Extract:
********************
Quantitative In vitro Assay to Measure Neutrophil Adhesion to Activated Primary Human Microvascular Endothelial Cells under Static Conditions
Summary
Neutrophil adherence to the activated endothelium at sites of infection is an integral component of the host’s inflammatory response. Described in this report is a neutrophil binding assay that allows for the in vitro quantitation of primary human neutrophil binding to endothelial cells activated by inflammatory mediators under static conditions.
Abstract
The vascular endothelium plays an integral part in the inflammatory response. During the acute phase of inflammation, endothelial cells (ECs) are activated by host mediators or directly by conserved microbial components or host-derived danger molecules. Activated ECs express cytokines, chemokines and adhesion molecules that mobilize, activate and retain leukocytes at the site of infection or injury. Neutrophils are the first leukocytes to arrive, and adhere to the endothelium through a variety of adhesion molecules present on the surfaces of both cells. The main functions of neutrophils are to directly eliminate microbial threats, promote the recruitment of other leukocytes through the release of additional factors, and initiate wound repair. Therefore, their recruitment and attachment to the endothelium is a critical step in the initiation of the inflammatory response. In this report, we describe an in vitro neutrophil adhesion assay using calcein AM-labeled primary human neutrophils to quantitate the extent of microvascular endothelial cell activation under static conditions. This method has the additional advantage that the same samples quantitated by fluorescence spectrophotometry can also be visualized directly using fluorescence microscopy for a more qualitative assessment of neutrophil binding.
Introduction
Since the vascular endothelium is in direct contact with the circulating blood, it is uniquely situated to initiate a rapid inflammatory response during infection or injury. Endothelial cells (ECs) express pattern recognition receptors that recognize a variety of conserved bacterial components and danger molecules, and receptors for host inflammatory mediators such as TNFα. Activation of these receptors induces ECs to secrete cytokines (e.g. IL-6, IL-8, CXCL1 and CCL2), and to upregulate adhesion molecules (e.g. E/P-selectin, VCAM-1 and ICAM-1) at their cell surface 1,2. These molecules all facilitate the localization of leukocytes to sites of infection and injury in order to clear the host of the infectious agents and initiate tissue repair 3,4.The neutrophil response to infection involves a well-coordinated interplay between the vascular endothelium and the responding neutrophils. Upon EC activation, IL-8 is secreted and forms an intravascular gradient on the endothelium that allows neutrophils to home in to the site of infection or injury 5,6. E/P-selectins mediate neutrophil capture and rolling through relatively weak associations with glycomolecules on the neutrophil cell surface. These interactions, along with IL-8 binding to its cognate receptors, facilitate the robust, integrin-mediated attachment and eventual arrest of neutrophils on the endothelial cell surface 7-10. After arrest, neutrophils can migrate out of the vasculature to the specific sites of infection to directly eliminate pathogens, generate neutrophil extracellular traps to prevent the spread of pathogens, promote wound healing and release additional factors that recruit other leukocytes such as monocytes, macrophages and dendritic cells 11-17.
********************
Stored items from a collection:
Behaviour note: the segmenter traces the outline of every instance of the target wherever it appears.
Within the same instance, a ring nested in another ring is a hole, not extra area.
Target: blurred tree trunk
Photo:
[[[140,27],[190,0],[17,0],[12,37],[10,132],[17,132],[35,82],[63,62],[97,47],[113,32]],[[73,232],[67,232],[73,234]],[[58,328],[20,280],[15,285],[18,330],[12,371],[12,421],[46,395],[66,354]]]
********************
To do:
Copy the neutrophil adhesion assay text word for word, from "Quantitative In vitro" to "mediators under static conditions.".

Task response:
Quantitative In vitro Assay to Measure Neutrophil Adhesion to Activated Primary Human Microvascular Endothelial Cells under Static Conditions
Summary
Neutrophil adherence to the activated endothelium at sites of infection is an integral component of the host’s inflammatory response. Described in this report is a neutrophil binding assay that allows for the in vitro quantitation of primary human neutrophil binding to endothelial cells activated by inflammatory mediators under static conditions.